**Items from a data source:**
- - - - -

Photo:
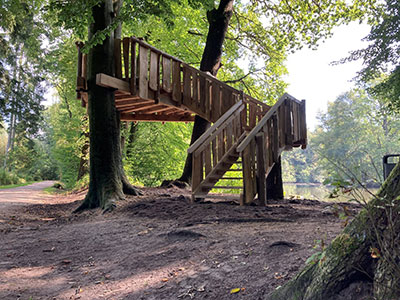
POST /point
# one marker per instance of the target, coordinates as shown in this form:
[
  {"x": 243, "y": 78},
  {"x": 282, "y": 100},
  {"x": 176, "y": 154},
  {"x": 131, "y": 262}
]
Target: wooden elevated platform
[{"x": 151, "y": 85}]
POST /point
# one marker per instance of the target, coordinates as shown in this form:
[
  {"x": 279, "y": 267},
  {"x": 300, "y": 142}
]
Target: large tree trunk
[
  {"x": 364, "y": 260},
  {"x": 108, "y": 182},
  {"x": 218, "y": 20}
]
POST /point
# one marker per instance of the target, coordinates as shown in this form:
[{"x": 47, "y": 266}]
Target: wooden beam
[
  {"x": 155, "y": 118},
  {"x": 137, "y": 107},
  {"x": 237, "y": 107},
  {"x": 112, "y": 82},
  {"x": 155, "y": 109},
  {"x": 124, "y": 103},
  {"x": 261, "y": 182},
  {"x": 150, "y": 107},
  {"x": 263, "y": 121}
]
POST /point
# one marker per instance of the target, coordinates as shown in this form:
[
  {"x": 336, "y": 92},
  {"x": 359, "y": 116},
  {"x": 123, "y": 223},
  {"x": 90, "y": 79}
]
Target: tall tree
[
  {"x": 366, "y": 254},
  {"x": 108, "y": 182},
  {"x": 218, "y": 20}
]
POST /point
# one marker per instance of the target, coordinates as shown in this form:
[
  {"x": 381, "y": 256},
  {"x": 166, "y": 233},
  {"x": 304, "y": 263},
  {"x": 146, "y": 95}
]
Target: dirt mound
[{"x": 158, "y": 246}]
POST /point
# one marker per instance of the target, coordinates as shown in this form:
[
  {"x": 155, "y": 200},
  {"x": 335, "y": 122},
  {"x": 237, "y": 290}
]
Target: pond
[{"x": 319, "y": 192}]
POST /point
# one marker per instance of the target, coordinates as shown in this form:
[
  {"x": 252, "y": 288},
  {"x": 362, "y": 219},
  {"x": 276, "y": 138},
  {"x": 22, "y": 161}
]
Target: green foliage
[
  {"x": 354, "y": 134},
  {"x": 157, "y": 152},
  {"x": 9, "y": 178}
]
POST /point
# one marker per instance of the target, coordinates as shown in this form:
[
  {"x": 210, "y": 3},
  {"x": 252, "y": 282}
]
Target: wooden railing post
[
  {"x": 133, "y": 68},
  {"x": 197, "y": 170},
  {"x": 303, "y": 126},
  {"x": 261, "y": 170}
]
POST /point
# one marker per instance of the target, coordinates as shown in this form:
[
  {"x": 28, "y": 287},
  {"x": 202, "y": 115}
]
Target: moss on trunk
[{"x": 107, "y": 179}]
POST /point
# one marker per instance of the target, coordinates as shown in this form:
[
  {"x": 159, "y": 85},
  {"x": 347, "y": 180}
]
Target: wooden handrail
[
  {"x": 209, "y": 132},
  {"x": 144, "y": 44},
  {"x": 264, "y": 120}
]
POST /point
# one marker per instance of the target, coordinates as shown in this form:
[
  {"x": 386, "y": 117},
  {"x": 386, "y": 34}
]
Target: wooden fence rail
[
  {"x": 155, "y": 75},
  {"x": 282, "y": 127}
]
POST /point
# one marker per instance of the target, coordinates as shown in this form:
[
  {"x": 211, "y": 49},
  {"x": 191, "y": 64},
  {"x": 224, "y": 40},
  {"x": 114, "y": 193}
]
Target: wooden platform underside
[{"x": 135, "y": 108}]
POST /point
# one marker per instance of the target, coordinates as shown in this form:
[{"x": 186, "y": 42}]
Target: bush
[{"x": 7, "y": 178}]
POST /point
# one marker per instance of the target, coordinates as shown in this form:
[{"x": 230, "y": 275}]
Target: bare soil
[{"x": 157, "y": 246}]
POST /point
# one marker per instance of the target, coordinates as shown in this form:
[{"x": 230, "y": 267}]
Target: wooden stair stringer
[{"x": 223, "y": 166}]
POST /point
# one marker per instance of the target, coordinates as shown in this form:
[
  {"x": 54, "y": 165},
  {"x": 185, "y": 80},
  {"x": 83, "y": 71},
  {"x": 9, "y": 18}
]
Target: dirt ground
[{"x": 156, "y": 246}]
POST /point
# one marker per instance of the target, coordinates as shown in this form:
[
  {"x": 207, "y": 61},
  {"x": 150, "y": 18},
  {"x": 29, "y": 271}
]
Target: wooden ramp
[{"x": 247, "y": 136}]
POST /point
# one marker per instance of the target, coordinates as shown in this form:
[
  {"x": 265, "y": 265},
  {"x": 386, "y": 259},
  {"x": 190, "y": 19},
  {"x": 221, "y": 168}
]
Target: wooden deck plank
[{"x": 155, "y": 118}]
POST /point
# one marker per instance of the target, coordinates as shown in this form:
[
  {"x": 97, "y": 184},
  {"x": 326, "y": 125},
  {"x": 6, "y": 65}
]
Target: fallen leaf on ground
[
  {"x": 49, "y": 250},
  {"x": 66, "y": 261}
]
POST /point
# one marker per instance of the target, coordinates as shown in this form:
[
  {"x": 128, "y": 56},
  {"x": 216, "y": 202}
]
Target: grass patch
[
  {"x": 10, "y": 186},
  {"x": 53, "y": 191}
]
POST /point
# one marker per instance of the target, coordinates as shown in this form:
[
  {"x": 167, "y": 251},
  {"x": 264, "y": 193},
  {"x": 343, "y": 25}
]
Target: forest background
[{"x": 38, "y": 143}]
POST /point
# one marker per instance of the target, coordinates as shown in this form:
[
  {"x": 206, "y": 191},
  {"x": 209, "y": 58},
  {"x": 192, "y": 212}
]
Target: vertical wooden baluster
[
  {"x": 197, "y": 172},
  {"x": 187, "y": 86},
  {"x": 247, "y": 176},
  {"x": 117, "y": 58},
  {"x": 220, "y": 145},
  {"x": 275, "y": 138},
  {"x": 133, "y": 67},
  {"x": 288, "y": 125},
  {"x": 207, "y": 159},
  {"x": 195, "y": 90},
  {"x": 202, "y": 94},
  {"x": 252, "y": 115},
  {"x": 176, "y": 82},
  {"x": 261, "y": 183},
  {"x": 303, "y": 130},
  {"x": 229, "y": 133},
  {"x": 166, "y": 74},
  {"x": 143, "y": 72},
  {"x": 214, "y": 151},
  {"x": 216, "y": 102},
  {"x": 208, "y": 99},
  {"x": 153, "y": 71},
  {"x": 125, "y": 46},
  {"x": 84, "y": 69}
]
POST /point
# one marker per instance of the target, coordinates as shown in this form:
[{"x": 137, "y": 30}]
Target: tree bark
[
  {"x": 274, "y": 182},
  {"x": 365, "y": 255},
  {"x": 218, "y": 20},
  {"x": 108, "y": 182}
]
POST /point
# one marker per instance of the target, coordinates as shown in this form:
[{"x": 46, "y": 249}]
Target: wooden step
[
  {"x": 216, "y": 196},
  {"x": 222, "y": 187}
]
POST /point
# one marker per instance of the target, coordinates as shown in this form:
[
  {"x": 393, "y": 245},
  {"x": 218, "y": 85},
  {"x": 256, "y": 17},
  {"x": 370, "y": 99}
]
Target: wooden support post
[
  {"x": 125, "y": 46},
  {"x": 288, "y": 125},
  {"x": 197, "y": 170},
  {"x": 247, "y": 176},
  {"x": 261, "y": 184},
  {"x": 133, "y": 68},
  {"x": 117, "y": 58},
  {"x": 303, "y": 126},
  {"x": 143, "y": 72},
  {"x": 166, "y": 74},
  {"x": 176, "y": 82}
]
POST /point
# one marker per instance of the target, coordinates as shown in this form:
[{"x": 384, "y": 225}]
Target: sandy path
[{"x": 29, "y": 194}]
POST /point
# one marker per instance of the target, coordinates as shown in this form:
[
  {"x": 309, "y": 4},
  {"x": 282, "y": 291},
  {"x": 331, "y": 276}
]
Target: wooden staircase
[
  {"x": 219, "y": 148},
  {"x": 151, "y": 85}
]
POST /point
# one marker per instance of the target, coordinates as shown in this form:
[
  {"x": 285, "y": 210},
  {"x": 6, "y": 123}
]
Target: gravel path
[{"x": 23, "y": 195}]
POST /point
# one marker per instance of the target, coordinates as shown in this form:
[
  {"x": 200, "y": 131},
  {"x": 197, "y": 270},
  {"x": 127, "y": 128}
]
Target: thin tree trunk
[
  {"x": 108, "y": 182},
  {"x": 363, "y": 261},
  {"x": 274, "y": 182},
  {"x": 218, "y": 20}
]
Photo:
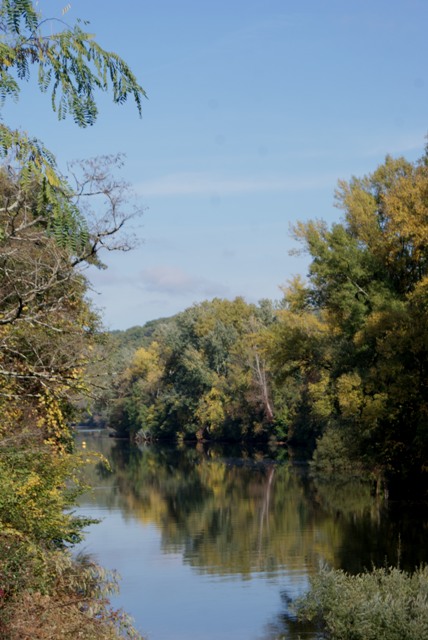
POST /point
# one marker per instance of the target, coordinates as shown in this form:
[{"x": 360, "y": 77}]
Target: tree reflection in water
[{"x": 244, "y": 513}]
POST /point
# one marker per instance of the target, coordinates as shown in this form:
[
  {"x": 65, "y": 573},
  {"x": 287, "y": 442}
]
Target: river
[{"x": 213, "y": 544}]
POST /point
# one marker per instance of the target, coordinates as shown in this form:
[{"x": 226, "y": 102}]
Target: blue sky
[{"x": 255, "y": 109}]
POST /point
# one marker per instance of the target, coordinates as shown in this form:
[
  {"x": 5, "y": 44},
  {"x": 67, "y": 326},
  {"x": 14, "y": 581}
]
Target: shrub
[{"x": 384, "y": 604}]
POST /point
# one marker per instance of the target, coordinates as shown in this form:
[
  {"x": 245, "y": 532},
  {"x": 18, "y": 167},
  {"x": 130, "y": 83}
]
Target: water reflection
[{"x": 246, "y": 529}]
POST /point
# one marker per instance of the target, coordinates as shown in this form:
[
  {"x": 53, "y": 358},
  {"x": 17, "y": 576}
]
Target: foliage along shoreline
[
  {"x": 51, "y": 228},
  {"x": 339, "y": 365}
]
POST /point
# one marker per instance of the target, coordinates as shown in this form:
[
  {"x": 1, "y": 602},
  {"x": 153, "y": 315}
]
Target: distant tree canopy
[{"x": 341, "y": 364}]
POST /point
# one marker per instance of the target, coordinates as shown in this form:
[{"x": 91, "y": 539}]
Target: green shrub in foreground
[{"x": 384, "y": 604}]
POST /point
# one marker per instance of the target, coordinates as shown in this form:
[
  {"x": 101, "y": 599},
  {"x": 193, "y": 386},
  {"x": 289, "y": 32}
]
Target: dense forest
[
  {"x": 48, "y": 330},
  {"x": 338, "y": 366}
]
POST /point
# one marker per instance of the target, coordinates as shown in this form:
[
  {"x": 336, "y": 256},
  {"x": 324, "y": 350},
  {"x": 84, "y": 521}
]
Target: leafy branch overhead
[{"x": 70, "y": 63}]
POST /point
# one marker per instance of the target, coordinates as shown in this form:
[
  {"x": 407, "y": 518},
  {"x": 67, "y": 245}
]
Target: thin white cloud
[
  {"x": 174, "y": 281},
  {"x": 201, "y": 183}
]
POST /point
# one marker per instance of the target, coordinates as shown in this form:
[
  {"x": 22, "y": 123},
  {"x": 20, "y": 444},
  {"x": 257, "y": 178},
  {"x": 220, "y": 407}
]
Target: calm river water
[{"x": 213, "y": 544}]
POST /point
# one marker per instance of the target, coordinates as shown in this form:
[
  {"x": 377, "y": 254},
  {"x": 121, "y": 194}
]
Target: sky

- - - - -

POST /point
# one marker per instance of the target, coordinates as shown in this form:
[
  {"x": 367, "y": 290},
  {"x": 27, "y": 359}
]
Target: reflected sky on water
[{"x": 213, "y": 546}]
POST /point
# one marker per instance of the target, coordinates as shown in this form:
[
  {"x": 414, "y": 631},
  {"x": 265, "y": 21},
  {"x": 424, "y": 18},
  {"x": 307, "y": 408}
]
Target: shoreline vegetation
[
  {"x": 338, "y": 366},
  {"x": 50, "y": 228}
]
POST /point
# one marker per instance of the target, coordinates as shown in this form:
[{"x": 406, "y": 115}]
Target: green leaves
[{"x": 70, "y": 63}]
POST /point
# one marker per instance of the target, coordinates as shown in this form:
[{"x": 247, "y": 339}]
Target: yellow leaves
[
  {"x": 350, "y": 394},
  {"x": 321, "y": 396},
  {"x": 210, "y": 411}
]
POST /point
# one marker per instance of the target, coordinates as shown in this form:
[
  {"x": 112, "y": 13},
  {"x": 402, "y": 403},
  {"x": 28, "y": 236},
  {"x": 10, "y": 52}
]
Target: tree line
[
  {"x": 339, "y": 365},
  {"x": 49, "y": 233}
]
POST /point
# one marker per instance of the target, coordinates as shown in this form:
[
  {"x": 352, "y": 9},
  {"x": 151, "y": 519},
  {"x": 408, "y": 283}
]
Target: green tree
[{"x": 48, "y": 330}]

- - - - -

**TASK REQUIREMENTS:** The lines above, starting at the one with "Target: distant tree canopy" and ending at the one with "Target: sky", are the only ones to return, exactly as written.

**TASK ANSWER:**
Target: distant tree canopy
[{"x": 341, "y": 364}]
POST /point
# one marker per instance of the target, coordinates as shown in this form:
[{"x": 91, "y": 539}]
Target: green shrub in foreground
[{"x": 384, "y": 604}]
POST /point
# one marker per instance of the target, coordinates as shown in this form:
[
  {"x": 101, "y": 599},
  {"x": 193, "y": 386},
  {"x": 289, "y": 32}
]
Target: dense forest
[
  {"x": 48, "y": 330},
  {"x": 338, "y": 366}
]
POST /point
# one marker per instance of the target, coordinates as shown in this form:
[
  {"x": 336, "y": 256},
  {"x": 324, "y": 350},
  {"x": 84, "y": 521}
]
Target: leafy branch overhead
[{"x": 70, "y": 63}]
POST /point
# one marker per instance of the target, coordinates as shown in this form:
[
  {"x": 407, "y": 518},
  {"x": 67, "y": 245}
]
Target: thin white cloud
[
  {"x": 174, "y": 281},
  {"x": 201, "y": 183}
]
POST /point
# one marker per instance of the target, coordinates as shown in this form:
[
  {"x": 22, "y": 123},
  {"x": 20, "y": 444},
  {"x": 257, "y": 178},
  {"x": 220, "y": 407}
]
Target: calm river water
[{"x": 213, "y": 544}]
POST /point
# one marker per instance of the target, coordinates as shown in this form:
[
  {"x": 377, "y": 254},
  {"x": 121, "y": 194}
]
Target: sky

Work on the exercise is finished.